**REQUIREMENTS**:
Copy out all of the data below with no alterations.

**SUPPLIED ENTRIES**:
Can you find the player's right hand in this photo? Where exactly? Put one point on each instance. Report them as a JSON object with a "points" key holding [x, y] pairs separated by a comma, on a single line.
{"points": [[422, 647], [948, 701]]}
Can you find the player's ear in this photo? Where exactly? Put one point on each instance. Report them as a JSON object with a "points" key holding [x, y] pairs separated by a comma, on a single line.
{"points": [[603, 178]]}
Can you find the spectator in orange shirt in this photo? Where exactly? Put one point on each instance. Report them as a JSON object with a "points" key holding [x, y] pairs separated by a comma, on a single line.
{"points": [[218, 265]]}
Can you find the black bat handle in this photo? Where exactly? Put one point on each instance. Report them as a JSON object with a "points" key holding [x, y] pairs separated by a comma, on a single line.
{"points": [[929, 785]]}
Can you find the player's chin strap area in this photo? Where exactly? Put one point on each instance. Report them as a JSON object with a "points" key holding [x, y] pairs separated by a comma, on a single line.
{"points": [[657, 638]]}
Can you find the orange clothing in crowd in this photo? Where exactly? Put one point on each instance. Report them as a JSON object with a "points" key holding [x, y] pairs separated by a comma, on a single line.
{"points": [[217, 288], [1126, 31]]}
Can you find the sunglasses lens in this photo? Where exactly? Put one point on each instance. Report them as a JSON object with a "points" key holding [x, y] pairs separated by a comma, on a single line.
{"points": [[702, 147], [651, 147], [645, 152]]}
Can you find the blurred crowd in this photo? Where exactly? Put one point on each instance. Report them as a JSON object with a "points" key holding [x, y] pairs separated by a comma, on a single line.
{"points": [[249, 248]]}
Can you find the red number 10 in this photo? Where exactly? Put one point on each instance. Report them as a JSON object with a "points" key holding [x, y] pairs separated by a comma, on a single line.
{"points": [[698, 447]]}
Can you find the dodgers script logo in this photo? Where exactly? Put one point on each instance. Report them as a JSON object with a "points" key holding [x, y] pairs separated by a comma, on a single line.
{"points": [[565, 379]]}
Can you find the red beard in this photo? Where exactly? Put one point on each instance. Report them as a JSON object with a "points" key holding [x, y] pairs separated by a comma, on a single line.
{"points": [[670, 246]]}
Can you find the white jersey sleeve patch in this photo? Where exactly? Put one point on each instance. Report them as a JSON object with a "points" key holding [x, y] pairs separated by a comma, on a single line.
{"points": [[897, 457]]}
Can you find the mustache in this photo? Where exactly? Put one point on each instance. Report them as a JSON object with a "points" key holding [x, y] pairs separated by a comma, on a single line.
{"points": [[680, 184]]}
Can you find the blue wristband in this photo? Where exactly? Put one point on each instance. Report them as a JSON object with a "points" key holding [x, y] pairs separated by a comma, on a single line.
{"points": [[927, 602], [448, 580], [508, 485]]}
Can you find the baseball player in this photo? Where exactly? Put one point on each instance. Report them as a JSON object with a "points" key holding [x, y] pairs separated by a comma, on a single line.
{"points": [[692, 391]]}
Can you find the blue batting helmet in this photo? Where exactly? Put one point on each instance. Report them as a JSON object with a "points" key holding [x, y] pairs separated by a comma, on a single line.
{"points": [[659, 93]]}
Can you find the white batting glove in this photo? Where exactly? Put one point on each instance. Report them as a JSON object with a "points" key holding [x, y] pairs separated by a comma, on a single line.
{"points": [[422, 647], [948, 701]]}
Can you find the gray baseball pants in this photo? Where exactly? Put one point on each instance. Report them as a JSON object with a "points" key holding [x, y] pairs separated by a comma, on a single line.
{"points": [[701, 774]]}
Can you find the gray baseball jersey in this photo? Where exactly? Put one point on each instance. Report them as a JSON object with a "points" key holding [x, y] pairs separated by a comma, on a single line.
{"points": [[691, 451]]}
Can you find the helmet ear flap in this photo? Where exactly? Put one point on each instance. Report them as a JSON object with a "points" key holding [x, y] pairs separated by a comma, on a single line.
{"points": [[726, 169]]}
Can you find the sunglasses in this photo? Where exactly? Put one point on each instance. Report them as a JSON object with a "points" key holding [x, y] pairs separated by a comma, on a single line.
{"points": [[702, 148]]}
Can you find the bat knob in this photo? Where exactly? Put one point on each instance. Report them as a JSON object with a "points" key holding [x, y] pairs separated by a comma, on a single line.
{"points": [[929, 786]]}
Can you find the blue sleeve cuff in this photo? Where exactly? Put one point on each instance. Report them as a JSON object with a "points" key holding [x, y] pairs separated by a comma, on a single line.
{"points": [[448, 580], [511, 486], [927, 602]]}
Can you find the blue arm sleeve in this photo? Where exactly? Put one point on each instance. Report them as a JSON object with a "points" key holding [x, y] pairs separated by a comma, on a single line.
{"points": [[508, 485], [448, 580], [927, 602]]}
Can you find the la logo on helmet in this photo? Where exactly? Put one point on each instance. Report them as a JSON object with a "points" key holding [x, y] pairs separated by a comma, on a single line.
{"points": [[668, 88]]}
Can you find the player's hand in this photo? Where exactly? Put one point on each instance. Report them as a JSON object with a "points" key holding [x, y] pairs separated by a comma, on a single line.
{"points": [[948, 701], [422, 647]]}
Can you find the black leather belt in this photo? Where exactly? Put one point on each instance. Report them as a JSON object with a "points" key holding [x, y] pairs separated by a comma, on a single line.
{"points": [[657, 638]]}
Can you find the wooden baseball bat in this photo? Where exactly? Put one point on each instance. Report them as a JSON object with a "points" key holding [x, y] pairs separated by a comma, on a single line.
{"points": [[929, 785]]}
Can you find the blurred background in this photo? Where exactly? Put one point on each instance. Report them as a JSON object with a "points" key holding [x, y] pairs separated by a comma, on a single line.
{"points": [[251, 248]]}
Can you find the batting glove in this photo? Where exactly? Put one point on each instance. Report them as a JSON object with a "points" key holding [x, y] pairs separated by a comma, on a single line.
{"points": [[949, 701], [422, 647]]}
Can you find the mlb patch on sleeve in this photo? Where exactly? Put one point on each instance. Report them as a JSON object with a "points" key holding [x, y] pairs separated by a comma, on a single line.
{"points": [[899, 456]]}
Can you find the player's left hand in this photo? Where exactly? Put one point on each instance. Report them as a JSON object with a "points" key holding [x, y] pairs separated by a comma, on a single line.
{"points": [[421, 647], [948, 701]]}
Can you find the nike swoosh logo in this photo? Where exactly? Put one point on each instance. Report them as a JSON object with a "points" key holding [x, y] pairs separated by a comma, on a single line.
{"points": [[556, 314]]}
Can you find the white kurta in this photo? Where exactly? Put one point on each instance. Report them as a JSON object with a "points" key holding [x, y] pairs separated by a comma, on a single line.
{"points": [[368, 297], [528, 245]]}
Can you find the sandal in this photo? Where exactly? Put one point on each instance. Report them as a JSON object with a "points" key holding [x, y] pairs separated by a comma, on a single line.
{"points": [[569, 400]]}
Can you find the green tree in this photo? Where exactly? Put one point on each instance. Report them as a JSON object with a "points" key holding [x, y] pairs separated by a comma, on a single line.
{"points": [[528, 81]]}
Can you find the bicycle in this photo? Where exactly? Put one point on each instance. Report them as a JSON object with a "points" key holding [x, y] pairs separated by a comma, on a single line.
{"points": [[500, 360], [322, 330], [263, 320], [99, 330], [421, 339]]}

**RESULT OF THE TASK**:
Can you find the player's right hand in this photo? Where exactly? Put one point on each instance. Report them as a JSON object with a "points" key holding [x, y] pairs separated by a comma, on a single line.
{"points": [[422, 647], [948, 701]]}
Can you find the player's ear in this photo? Where exactly? Put one point on each instance. Report them as a JSON object with a "points" key holding [x, y] pairs separated by a comma, on a single line.
{"points": [[603, 178]]}
Can you find the spectator in orange shirt in this photo? Where exactly? Put one point on each instance. Report them as a JSON object with a "points" key holding [x, y] pairs separated by a comma, on a single line.
{"points": [[218, 265]]}
Can you find the black bat handle in this photo? Where exactly? Put one point on each instance. Report them as a JSON object with a "points" key holding [x, y] pairs separated by a comma, on a single line.
{"points": [[929, 785]]}
Can you find the player's chin strap area in this photo? Where exactly? Put one point on each instance. Report them as a JSON object with a "points" key holding [x, y] pairs separated by a comma, on a single line.
{"points": [[657, 638]]}
Can you find the orange clothing in crowd in this photo? Where exactly? Put one point on each instance. Report them as a JSON object with a "points" key holding [x, y] pairs separated by a comma, on a single line.
{"points": [[217, 288], [1126, 31]]}
Can you find the sunglasses lens in this photo? Where exactly? Put one point on each instance. Report them as a JSON object with a "points" key holding [x, y] pairs separated by a comma, on a single line.
{"points": [[702, 147], [651, 147], [645, 152]]}
Can you find the blurred crowd in this photo? Where exactly? Put one point on each instance. Report them as a JSON object with a "points" key holding [x, y] pairs separated by a comma, on a single line.
{"points": [[249, 248]]}
Can you find the red number 10 in this photo? Where exactly? Put one point on each instance. Report them as a JSON object with a "points" key holding [x, y] pairs separated by a comma, on a single line.
{"points": [[698, 447]]}
Can you find the dodgers script logo in this photo? Where exactly? Put one point on each instance. Report them as a JSON object with a "points" key holding [x, y] pairs separated by a comma, on a single line.
{"points": [[565, 379]]}
Can you find the red beard in this photo? Where exactly? Put one point on each instance. Report them as a JSON object with a "points" key holding [x, y] pairs separated by a comma, on a single line.
{"points": [[670, 246]]}
Can you find the white jersey sleeve patch in this photo? Where exactly? Put one point on each instance. Report them as a JSON object with a "points" key holding [x, y] pairs separated by a comma, on a single line.
{"points": [[897, 457]]}
Can you find the mustache in this photo? Where exactly? Put one point on each instance. Report them as a JSON object with a "points" key holding [x, y] pairs separated by a comma, on a single line.
{"points": [[680, 184]]}
Can you find the blue wristband in this photo? Where exactly? Put one point on each instance. Report them as a JSON object with a "points" key holding [x, y] pairs separated by a comma, on a single line.
{"points": [[927, 602], [448, 580], [508, 485]]}
Can you find the baseball player in this photo? Where exactly? Put one point on each instance. Report them as a JSON object with a "points" key holding [x, y] pairs separated by a comma, on a single line.
{"points": [[692, 391]]}
Can you find the blue batting helmet in this photo? Where exactly? Put one point on each instance. Report them as a JSON object with a "points" key holding [x, y] pairs separated by a comma, on a single line.
{"points": [[659, 93]]}
Can you find the white batting glove in this photo? Where exactly? Put one point on each instance. Report them as a JSON object with a "points" key holding [x, y] pairs separated by a comma, on a single line.
{"points": [[422, 647], [948, 701]]}
Can you find the gray baseball pants in this photo? Where exactly? Put one point on each instance. Report them as a JSON object with a "points" key holding [x, y] pairs separated by a comma, on a single line.
{"points": [[701, 774]]}
Can you find the gray baseball jersey in this photo? Where exactly? Put one point on each instance. Report them as a JSON object with a "points" key holding [x, y] pairs separated by a comma, on a single line.
{"points": [[691, 451]]}
Can you find the helmet ear flap in this photo? Where exactly? Put one point on each instance. Report them as a JSON object with a "points" key holding [x, y] pairs separated by a comma, on a single line.
{"points": [[726, 169]]}
Can you find the sunglasses in this photo? Where exactly? Put one point on each instance. Report them as a JSON object with a "points" key holding [x, y] pairs separated by a comma, on a single line.
{"points": [[702, 148]]}
Can you find the bat knob in this photo? Where exactly? Put one point on each instance. Report them as a JSON object with a "points" key holding [x, y] pairs separated by a comma, on a single line.
{"points": [[929, 786]]}
Can you find the blue sleeve cuff in this photo? Where exactly? Put one point on each instance. Report them as a JSON object with a "points" key holding [x, y] pairs separated by a comma, on a single line.
{"points": [[448, 580], [511, 486], [927, 602]]}
Can you find the blue arm sleeve in this photo? Where exactly? Put one point on each instance. Report them as a JSON object with a "points" key holding [x, y] pairs separated by a comma, on a single line.
{"points": [[508, 485], [448, 580], [927, 602]]}
Can you find the la logo on helmet in this photo? Where exactly? Put one point on each instance. Report them as a JSON object with a "points" key holding [x, y] pairs separated by a comma, on a single line.
{"points": [[668, 88]]}
Can you find the player's hand in this photo? Where exactly? Put one point on each instance. Report them as a JSON object with a "points" key holding [x, y] pairs separated by a comma, on a single line.
{"points": [[948, 701], [422, 647]]}
Can you find the black leather belt in this photo? Where exactly? Put one point on each instance. Report them as a JSON object with a "points" key holding [x, y] pairs separated by a comma, on a single line.
{"points": [[657, 638]]}
Can you find the wooden baseball bat in this photo? Where exactly? Put one point on each instance. Report them as a JSON object with a "points" key holding [x, y] pairs separated by a comma, on a single line.
{"points": [[929, 785]]}
Can you find the blurred background in this photo? Where exactly? Put one point on each instance. Report them as a JSON object with a "points" key holding [x, y] pairs separated by a comma, on a single line.
{"points": [[251, 248]]}
Can you find the batting glove in this photo? Where exactly? Put one point on each instance. Report them as a JSON object with a "points" key holding [x, y] pairs separated by a comma, on a single line.
{"points": [[949, 701], [422, 647]]}
Can you find the mlb patch on sleeve in this photo? Where exactly? Put one point on each instance. Report them as a JSON object with a "points" key holding [x, y] pairs separated by a comma, on a single line.
{"points": [[899, 456]]}
Can you find the player's left hand in this photo? Where exactly? Put one point on each instance. Report them as a JSON object with a "points" key holding [x, y] pairs separated by a comma, on a single line.
{"points": [[421, 647], [948, 701]]}
Can you find the nike swoosh logo in this photo? Where exactly? Put one point on each instance. Report them as a JSON object with a "points" key holding [x, y] pairs separated by a comma, on a single line.
{"points": [[556, 314]]}
Can you find the white kurta in this photo? Where exactly? Put one point on each instance. Report them as a JSON object with a "points" key holding [x, y] pairs separated by a comma, on a single line.
{"points": [[368, 297], [528, 245]]}
Can you find the sandal in this photo? Where exactly? Put one point on each instance. Report them as a JSON object with a "points" key holding [x, y] pairs separated by a comma, on a single line.
{"points": [[569, 400]]}
Can you find the green tree in this photo? Where exactly? Put one point on each instance. Report them as a JSON object with a "points" key holding [x, y] pairs separated by a comma, on a single line.
{"points": [[528, 81]]}
Can you find the bicycle in this photo? Where exactly? Put one point on each instance. Report them as a JSON object with a "points" key holding [x, y] pairs separated by a comma, on a single line.
{"points": [[500, 360], [322, 330], [263, 320], [99, 330], [421, 339]]}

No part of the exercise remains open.